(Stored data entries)
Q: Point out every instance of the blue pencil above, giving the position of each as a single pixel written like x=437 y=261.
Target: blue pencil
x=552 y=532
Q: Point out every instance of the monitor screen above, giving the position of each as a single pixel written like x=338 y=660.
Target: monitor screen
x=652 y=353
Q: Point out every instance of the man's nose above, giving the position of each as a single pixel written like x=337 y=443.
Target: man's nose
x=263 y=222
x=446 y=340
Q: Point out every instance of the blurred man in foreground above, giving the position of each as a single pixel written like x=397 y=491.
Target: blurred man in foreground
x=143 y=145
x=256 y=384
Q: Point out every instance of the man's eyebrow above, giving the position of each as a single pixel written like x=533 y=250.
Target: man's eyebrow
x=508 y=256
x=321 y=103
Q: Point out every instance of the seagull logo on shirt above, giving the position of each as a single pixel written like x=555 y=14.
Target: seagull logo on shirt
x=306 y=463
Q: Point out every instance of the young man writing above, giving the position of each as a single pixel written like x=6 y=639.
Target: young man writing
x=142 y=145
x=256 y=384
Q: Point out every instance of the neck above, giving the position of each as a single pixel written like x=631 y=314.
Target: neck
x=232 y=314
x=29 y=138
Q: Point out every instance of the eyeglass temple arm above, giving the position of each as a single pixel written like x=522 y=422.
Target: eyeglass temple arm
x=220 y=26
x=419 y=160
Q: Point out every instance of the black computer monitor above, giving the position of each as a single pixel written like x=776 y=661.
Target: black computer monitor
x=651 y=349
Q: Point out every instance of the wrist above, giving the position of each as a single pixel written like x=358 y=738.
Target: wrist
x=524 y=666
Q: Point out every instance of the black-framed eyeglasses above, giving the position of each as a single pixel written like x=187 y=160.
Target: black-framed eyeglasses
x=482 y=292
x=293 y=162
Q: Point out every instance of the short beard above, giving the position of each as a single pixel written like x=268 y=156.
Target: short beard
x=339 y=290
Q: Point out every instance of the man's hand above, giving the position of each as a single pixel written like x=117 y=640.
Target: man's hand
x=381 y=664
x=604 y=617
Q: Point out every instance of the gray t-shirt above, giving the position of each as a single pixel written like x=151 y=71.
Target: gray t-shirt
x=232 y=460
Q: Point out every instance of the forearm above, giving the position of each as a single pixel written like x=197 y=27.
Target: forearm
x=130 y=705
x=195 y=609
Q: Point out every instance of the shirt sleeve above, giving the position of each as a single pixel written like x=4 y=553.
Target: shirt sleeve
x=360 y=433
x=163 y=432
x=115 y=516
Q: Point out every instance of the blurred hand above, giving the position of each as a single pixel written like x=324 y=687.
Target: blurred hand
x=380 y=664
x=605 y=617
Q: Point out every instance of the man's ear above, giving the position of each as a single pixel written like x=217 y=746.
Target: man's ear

WHAT YOU ARE ASKED TO DO: Start at the line containing "Q: Point out every instance of the blurred hand" and copy each line through the last one in the records, exactly and with nothing added.

RESPONSE BELOW:
Q: Point out every instance of the blurred hand above, giving the position of each as a single pixel written like x=324 y=687.
Target: blurred hand
x=380 y=664
x=605 y=617
Q: Point out every instance of the man's ear above, giving the position of each as a single pixel written like x=217 y=746.
Target: man's ear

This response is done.